>> begin Data records

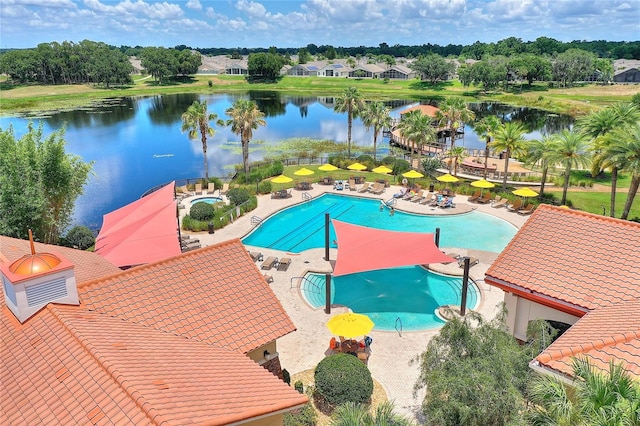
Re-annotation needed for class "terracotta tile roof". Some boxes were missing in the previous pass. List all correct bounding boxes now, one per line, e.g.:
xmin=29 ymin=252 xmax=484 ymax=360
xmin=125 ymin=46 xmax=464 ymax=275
xmin=78 ymin=239 xmax=296 ymax=353
xmin=0 ymin=235 xmax=120 ymax=283
xmin=485 ymin=204 xmax=640 ymax=316
xmin=535 ymin=299 xmax=640 ymax=378
xmin=0 ymin=304 xmax=307 ymax=425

>> end Data records

■ **Aim**
Find every line in the records that contains the string "xmax" and copy each one.

■ **Solved exercise**
xmin=29 ymin=252 xmax=484 ymax=360
xmin=125 ymin=46 xmax=464 ymax=275
xmin=78 ymin=239 xmax=296 ymax=353
xmin=0 ymin=235 xmax=120 ymax=283
xmin=485 ymin=204 xmax=640 ymax=316
xmin=535 ymin=299 xmax=640 ymax=378
xmin=0 ymin=304 xmax=307 ymax=425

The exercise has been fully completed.